— Provided text —
____________________
Wednesday, February 15, 2012

GW-led study in Malawi finds cash payments help cut HIV infections among young women


The Guardian today reports: Cash payments help cut HIV infection rate in young women, study finds: Research in Malawi finds girls who receive regular payments are able to resist attentions of older men and avoid infection.”

The headline pretty much says it all … or does it?

The study on which The Guardian report is based on a study that appeared in today’s Lancet: “Effect of a cash transfer programme for schooling on prevalence of HIV and herpes simplex type 2 in Malawi: a cluster randomised trial.” It’s accompanied with an editorial, “Paying to prevent HIV infection in young women?

The Malawi study was led by Dr. Sarah J Baird, Assistant Professor of Global Health and of Economics at The George Washington University. The interpretation of the findings, as reported in The Lancet, is, for those of us lay folk, the heart of the matter: “Cash transfer programmes can reduce HIV and HSV-2 infections in adolescent schoolgirls in low-income settings. Structural interventions that do not directly target sexual behaviour change can be important components of HIV prevention strategies.”
____________________
— Record excerpts —
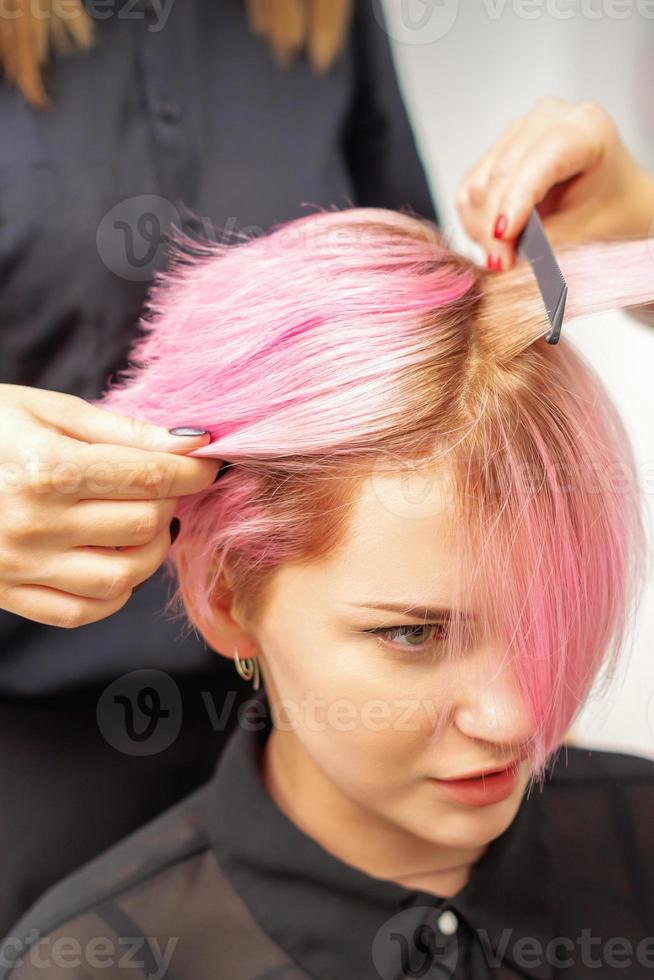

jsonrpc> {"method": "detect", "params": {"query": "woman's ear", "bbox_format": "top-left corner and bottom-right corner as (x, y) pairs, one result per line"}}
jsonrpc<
(175, 548), (260, 660)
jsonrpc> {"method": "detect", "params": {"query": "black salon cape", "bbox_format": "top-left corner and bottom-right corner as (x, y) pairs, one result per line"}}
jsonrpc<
(0, 0), (438, 697)
(0, 690), (654, 980)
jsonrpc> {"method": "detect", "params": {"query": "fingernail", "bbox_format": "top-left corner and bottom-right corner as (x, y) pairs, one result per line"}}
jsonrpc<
(168, 517), (182, 544)
(493, 212), (509, 238)
(168, 425), (209, 436)
(213, 461), (233, 483)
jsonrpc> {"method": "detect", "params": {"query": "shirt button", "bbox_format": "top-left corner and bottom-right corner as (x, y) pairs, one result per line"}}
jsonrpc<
(157, 102), (182, 122)
(436, 909), (459, 936)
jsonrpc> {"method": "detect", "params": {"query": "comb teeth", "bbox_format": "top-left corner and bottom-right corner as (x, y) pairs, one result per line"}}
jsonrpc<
(516, 208), (568, 344)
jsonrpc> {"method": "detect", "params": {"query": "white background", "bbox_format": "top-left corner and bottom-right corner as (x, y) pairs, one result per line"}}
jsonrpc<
(384, 0), (654, 758)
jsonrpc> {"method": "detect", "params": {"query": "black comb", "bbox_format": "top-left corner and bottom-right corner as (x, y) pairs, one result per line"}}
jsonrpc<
(516, 208), (568, 344)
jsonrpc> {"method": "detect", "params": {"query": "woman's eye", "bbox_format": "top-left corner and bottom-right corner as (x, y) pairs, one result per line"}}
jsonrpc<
(366, 623), (448, 650)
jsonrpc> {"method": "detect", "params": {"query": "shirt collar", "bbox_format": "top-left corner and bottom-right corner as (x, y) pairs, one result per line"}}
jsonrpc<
(208, 689), (554, 980)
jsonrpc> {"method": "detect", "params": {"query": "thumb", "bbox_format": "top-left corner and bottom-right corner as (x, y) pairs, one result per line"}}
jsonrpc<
(47, 396), (211, 453)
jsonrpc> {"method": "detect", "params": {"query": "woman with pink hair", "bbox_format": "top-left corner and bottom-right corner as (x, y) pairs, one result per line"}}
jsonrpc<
(0, 208), (654, 980)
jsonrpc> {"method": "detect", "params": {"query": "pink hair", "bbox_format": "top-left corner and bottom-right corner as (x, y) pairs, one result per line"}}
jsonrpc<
(97, 208), (654, 775)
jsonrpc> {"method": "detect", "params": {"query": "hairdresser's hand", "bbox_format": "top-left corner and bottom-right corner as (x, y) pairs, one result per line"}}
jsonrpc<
(456, 96), (654, 270)
(0, 384), (220, 627)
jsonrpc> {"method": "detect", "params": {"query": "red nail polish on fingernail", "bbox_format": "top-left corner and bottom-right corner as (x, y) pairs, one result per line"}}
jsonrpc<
(493, 213), (509, 238)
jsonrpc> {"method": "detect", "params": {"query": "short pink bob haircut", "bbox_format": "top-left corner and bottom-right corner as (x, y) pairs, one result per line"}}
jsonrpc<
(96, 208), (654, 778)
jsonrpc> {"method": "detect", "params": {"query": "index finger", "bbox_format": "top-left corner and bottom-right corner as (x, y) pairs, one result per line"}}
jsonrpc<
(42, 437), (221, 500)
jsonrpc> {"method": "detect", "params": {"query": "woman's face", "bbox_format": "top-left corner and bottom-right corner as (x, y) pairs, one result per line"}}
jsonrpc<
(253, 469), (533, 847)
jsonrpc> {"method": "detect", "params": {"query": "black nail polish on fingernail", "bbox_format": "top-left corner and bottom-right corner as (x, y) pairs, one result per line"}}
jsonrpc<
(168, 425), (209, 436)
(168, 517), (182, 544)
(213, 461), (234, 483)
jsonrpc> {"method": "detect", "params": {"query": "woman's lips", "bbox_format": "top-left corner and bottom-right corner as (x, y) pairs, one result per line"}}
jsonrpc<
(431, 765), (518, 806)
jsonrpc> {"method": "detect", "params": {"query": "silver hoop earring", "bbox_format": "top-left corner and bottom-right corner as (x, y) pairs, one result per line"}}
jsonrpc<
(234, 647), (261, 691)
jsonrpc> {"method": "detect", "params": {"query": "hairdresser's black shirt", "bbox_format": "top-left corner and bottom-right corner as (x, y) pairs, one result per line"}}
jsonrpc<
(0, 0), (435, 696)
(0, 692), (654, 980)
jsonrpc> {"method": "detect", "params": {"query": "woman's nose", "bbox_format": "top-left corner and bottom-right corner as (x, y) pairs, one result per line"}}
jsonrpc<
(454, 650), (533, 759)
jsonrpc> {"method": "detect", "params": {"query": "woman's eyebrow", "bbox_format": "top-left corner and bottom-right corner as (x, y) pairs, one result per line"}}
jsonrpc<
(348, 602), (472, 619)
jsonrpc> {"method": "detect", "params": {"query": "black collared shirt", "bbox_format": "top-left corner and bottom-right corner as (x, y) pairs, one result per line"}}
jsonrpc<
(0, 0), (437, 697)
(0, 691), (654, 980)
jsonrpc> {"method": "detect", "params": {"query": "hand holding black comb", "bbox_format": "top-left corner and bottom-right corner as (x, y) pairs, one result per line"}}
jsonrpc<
(516, 208), (568, 344)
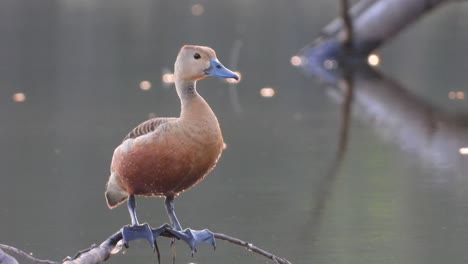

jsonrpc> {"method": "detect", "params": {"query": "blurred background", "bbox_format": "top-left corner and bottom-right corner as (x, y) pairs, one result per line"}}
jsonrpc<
(0, 0), (468, 264)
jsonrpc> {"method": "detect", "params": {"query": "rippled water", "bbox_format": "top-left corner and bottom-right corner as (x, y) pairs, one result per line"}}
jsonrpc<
(0, 0), (468, 264)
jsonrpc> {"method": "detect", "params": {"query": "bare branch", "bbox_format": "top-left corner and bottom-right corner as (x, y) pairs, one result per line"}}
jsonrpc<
(213, 233), (291, 264)
(63, 231), (291, 264)
(0, 249), (18, 264)
(0, 244), (58, 264)
(340, 0), (353, 49)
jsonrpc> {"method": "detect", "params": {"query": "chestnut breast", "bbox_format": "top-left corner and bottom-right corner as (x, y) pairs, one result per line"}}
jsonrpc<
(111, 118), (223, 196)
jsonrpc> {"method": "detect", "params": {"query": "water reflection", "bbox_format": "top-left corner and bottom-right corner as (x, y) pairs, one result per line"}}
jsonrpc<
(316, 65), (468, 175)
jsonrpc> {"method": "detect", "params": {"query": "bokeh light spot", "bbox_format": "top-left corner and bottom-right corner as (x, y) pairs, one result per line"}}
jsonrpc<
(191, 4), (205, 16)
(13, 93), (26, 103)
(260, 87), (275, 97)
(140, 81), (151, 91)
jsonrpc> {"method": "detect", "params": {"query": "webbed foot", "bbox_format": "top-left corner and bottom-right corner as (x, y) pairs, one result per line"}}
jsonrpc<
(122, 223), (157, 249)
(167, 228), (216, 256)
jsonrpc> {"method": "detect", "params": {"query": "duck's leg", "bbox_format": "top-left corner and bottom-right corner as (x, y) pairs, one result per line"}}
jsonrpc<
(165, 197), (216, 255)
(122, 195), (157, 248)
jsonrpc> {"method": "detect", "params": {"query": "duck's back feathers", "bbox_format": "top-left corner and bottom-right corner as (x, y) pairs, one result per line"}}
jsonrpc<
(123, 117), (176, 141)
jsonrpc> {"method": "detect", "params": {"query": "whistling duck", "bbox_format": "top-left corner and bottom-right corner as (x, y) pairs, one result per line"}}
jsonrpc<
(105, 45), (239, 253)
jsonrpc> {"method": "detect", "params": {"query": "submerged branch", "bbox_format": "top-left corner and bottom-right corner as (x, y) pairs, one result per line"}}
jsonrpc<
(0, 244), (58, 264)
(0, 230), (291, 264)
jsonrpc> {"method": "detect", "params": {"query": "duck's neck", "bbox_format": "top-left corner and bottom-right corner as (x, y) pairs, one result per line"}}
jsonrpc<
(175, 79), (214, 119)
(175, 79), (199, 100)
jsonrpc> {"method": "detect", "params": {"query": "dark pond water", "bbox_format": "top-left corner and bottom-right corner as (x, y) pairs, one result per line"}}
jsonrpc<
(0, 0), (468, 264)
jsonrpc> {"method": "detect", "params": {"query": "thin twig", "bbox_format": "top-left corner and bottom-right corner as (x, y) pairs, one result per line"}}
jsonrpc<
(213, 233), (291, 264)
(340, 0), (353, 49)
(63, 227), (291, 264)
(0, 249), (18, 264)
(0, 244), (58, 264)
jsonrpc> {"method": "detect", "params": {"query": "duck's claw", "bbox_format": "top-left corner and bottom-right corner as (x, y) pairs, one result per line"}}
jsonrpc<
(167, 228), (216, 256)
(122, 223), (157, 249)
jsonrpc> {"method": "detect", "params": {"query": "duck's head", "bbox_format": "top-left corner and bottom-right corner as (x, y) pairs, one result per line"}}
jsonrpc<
(174, 45), (239, 81)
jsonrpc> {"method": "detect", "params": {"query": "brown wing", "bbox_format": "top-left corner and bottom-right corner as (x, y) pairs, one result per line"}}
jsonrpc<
(123, 118), (175, 141)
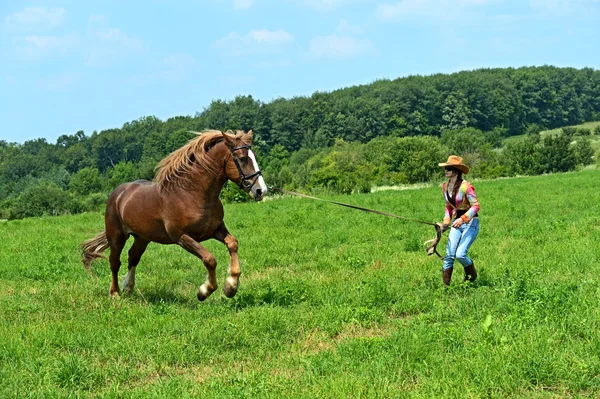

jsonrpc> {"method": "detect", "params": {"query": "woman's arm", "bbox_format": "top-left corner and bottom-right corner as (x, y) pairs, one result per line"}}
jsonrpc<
(460, 183), (480, 223)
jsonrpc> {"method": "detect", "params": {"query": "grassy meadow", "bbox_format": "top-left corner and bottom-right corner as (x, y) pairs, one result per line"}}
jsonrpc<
(0, 170), (600, 398)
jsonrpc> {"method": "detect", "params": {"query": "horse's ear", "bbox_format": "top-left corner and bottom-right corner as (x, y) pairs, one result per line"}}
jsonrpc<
(221, 130), (235, 148)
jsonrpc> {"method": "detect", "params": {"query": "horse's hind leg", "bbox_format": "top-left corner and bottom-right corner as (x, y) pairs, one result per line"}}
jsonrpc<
(106, 231), (127, 296)
(215, 223), (241, 298)
(123, 236), (150, 295)
(177, 234), (217, 301)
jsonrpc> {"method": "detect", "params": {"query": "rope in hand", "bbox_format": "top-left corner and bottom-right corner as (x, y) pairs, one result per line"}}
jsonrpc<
(269, 187), (445, 259)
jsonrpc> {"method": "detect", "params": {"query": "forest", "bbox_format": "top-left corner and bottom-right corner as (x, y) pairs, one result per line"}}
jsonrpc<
(0, 66), (600, 219)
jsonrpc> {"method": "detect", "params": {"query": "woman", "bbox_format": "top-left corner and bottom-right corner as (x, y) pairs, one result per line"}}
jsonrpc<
(439, 155), (479, 285)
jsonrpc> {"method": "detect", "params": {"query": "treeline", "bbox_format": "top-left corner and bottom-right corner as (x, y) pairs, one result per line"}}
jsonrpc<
(0, 66), (600, 219)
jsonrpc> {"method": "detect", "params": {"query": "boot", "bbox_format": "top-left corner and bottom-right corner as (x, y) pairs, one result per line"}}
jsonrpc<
(442, 267), (454, 285)
(463, 263), (477, 282)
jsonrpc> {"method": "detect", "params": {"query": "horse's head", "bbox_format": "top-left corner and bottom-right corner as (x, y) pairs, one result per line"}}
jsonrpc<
(223, 130), (267, 201)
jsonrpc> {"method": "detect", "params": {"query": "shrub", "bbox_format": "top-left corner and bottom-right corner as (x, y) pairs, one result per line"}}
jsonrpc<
(577, 127), (592, 136)
(69, 167), (104, 195)
(14, 180), (71, 218)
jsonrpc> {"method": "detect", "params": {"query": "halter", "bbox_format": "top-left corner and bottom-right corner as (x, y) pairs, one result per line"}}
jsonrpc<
(223, 144), (262, 192)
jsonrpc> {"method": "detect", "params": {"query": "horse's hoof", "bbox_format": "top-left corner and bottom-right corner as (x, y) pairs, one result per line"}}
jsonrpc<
(223, 277), (239, 298)
(196, 285), (214, 302)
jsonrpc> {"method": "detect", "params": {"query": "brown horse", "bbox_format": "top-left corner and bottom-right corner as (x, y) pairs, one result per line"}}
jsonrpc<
(81, 130), (267, 301)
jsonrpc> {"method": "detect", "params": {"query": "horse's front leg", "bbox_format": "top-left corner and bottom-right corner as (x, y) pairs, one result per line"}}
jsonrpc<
(177, 234), (217, 301)
(215, 223), (241, 298)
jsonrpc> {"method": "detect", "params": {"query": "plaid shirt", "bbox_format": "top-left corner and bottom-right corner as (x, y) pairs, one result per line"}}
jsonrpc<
(442, 180), (479, 224)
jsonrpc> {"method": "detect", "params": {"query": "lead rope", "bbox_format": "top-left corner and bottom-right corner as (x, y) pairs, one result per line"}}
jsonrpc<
(269, 187), (444, 259)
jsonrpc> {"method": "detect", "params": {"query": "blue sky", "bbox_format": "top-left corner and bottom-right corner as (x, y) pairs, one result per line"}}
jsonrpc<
(0, 0), (600, 143)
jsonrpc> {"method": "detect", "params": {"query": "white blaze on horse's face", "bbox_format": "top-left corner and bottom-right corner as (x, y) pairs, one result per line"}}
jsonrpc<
(248, 150), (267, 201)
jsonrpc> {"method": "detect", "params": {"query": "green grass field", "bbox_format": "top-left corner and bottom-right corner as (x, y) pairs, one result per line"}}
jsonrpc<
(0, 170), (600, 398)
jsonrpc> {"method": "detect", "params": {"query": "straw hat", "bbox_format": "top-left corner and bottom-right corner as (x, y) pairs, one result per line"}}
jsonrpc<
(439, 155), (469, 175)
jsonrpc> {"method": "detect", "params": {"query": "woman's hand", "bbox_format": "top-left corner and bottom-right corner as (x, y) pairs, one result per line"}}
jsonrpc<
(452, 218), (464, 229)
(436, 223), (448, 233)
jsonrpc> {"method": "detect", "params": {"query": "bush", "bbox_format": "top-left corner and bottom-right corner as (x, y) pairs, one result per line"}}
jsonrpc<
(12, 180), (72, 218)
(441, 127), (488, 155)
(562, 126), (577, 137)
(577, 127), (592, 136)
(572, 137), (594, 166)
(69, 167), (104, 195)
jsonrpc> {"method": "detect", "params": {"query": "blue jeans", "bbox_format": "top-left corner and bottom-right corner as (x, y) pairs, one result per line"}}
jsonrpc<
(443, 217), (479, 270)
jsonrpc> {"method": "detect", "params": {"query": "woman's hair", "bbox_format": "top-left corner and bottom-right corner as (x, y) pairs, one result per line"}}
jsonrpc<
(452, 168), (462, 198)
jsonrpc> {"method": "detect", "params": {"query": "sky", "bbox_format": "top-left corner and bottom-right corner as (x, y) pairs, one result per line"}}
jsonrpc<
(0, 0), (600, 143)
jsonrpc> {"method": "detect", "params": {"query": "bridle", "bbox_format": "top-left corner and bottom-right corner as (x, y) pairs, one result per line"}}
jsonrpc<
(223, 144), (262, 192)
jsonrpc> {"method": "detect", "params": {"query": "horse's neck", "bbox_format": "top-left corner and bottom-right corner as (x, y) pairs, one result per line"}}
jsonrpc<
(180, 144), (227, 202)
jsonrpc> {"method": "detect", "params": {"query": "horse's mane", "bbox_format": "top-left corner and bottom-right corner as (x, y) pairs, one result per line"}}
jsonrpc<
(154, 130), (244, 188)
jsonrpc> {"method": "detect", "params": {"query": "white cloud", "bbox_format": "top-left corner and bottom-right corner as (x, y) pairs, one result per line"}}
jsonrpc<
(336, 19), (363, 35)
(86, 28), (143, 67)
(24, 35), (77, 57)
(529, 0), (569, 12)
(248, 29), (294, 44)
(38, 72), (81, 91)
(376, 0), (490, 21)
(4, 7), (66, 31)
(309, 35), (372, 58)
(96, 28), (141, 49)
(233, 0), (254, 10)
(213, 29), (294, 56)
(304, 0), (348, 11)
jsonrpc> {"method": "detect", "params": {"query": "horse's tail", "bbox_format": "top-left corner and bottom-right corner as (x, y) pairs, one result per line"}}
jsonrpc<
(79, 231), (108, 273)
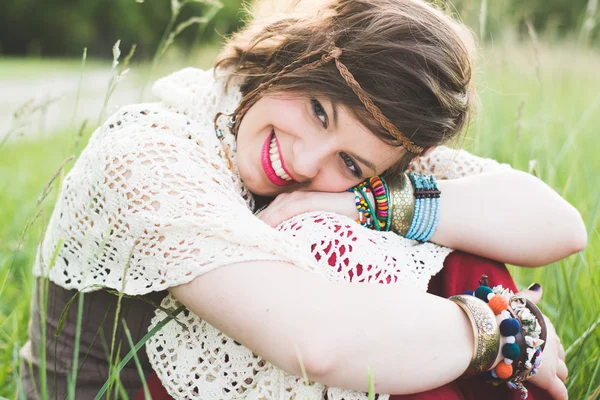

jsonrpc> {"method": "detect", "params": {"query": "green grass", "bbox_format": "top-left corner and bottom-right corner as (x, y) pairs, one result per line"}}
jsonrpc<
(0, 44), (600, 399)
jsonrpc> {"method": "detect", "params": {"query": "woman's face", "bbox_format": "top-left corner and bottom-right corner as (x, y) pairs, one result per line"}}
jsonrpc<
(237, 92), (404, 197)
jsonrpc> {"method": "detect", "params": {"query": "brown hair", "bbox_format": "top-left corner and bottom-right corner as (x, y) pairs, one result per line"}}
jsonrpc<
(215, 0), (475, 171)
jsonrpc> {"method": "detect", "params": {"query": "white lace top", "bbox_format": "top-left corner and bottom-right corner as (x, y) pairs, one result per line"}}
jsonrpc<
(34, 68), (509, 400)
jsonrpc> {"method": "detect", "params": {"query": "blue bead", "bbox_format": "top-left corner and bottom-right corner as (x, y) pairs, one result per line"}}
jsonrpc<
(475, 286), (492, 302)
(500, 318), (521, 336)
(502, 343), (521, 360)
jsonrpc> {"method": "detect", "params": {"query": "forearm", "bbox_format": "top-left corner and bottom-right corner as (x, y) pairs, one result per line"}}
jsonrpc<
(171, 261), (473, 394)
(431, 171), (587, 266)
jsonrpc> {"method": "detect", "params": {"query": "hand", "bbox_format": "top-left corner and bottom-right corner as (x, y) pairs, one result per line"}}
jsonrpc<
(518, 288), (569, 400)
(257, 191), (358, 227)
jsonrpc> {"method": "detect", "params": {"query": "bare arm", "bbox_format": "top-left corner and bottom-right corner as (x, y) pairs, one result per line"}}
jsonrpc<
(431, 170), (587, 266)
(259, 169), (587, 266)
(170, 261), (473, 394)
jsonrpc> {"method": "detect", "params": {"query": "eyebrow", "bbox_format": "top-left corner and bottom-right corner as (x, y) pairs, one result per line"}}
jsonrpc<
(329, 100), (377, 175)
(329, 99), (338, 129)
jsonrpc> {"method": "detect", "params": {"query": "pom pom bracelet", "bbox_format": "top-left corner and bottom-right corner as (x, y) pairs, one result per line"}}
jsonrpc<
(468, 275), (547, 399)
(448, 294), (500, 378)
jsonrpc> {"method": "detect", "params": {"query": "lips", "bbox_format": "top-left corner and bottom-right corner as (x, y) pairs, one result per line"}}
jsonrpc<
(261, 131), (296, 186)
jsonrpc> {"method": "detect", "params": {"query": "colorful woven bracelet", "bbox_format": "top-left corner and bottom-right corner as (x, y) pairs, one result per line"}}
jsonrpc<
(406, 172), (441, 242)
(357, 182), (381, 231)
(351, 188), (373, 229)
(368, 176), (390, 232)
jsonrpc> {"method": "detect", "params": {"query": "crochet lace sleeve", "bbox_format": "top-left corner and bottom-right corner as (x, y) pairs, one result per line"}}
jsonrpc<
(410, 146), (511, 179)
(37, 106), (318, 295)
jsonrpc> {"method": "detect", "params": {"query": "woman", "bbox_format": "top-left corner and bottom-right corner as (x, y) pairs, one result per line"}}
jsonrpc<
(24, 0), (586, 399)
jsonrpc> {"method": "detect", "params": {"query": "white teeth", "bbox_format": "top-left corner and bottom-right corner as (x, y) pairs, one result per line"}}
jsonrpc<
(269, 135), (292, 182)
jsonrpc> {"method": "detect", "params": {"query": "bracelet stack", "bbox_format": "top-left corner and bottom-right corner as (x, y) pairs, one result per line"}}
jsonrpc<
(406, 172), (441, 242)
(348, 172), (441, 242)
(458, 275), (547, 399)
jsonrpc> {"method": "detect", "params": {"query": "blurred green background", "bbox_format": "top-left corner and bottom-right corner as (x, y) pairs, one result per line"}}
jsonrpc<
(0, 0), (600, 399)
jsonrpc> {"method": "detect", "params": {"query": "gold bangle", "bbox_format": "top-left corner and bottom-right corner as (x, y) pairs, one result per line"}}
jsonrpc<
(388, 174), (415, 236)
(448, 294), (500, 378)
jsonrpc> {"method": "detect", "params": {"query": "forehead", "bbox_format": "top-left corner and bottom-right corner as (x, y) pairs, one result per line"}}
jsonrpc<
(330, 103), (404, 174)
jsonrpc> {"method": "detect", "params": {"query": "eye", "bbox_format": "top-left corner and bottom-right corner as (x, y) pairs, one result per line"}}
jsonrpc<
(340, 153), (362, 179)
(310, 98), (329, 129)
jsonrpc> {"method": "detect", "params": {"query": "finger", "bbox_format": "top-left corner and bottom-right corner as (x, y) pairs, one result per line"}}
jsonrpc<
(556, 360), (569, 382)
(548, 379), (569, 400)
(517, 283), (543, 304)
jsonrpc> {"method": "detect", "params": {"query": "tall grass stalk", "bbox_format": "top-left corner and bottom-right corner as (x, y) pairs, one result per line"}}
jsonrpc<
(67, 292), (85, 400)
(121, 319), (152, 400)
(70, 47), (87, 126)
(94, 306), (185, 400)
(98, 40), (136, 125)
(138, 0), (223, 102)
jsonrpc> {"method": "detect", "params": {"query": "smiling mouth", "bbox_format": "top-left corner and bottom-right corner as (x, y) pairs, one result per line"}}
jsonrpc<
(261, 130), (297, 186)
(269, 132), (293, 182)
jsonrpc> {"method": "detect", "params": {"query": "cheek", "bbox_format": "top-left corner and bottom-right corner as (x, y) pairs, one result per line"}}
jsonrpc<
(308, 167), (360, 193)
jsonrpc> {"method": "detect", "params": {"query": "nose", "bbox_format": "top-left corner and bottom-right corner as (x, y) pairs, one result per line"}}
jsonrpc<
(293, 139), (332, 180)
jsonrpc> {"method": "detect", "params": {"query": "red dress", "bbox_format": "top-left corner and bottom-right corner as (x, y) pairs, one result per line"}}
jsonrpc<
(135, 251), (551, 400)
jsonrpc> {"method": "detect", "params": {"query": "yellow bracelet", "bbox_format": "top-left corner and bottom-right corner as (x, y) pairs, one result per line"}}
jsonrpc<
(388, 174), (415, 236)
(448, 294), (500, 378)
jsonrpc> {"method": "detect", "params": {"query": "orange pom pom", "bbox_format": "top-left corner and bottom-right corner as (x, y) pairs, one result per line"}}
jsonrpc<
(488, 294), (508, 315)
(494, 361), (512, 379)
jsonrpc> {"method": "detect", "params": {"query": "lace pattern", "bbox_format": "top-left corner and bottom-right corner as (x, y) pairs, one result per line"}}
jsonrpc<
(34, 68), (504, 400)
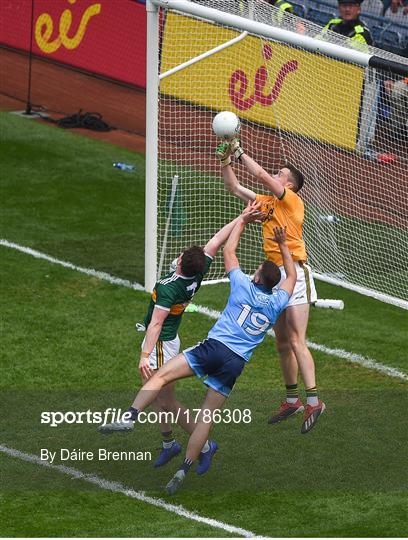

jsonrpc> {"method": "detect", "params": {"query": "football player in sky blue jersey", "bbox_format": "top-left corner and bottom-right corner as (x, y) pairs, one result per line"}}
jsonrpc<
(100, 202), (297, 494)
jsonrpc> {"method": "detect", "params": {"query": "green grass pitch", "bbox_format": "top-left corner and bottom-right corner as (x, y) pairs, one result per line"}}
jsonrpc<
(0, 114), (408, 537)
____________________
— List of tasks —
- A) List the organizations named in the blog post about the Malawi study.
- B) Answer these questions from the blog post about the Malawi study:
(i) On what date was the post published?
(ii) What type of trial does the title of The Lancet study name?
(iii) Who led the Malawi study?
- C) Print the portion of the blog post about the Malawi study starting at "Wednesday, February 15, 2012" and ending at "in young women?".

— Numbered responses —
- A)
The Guardian
The Lancet
The George Washington University (also referred to as GW)

- B)
(i) Wednesday, February 15, 2012
(ii) A cluster randomised trial
(iii) Dr. Sarah J Baird

- C)
Wednesday, February 15, 2012

GW-led study in Malawi finds cash payments help cut HIV infections among young women


The Guardian today reports: Cash payments help cut HIV infection rate in young women, study finds: Research in Malawi finds girls who receive regular payments are able to resist attentions of older men and avoid infection.”

The headline pretty much says it all … or does it?

The study on which The Guardian report is based on a study that appeared in today’s Lancet: “Effect of a cash transfer programme for schooling on prevalence of HIV and herpes simplex type 2 in Malawi: a cluster randomised trial.” It’s accompanied with an editorial, “Paying to prevent HIV infection in young women?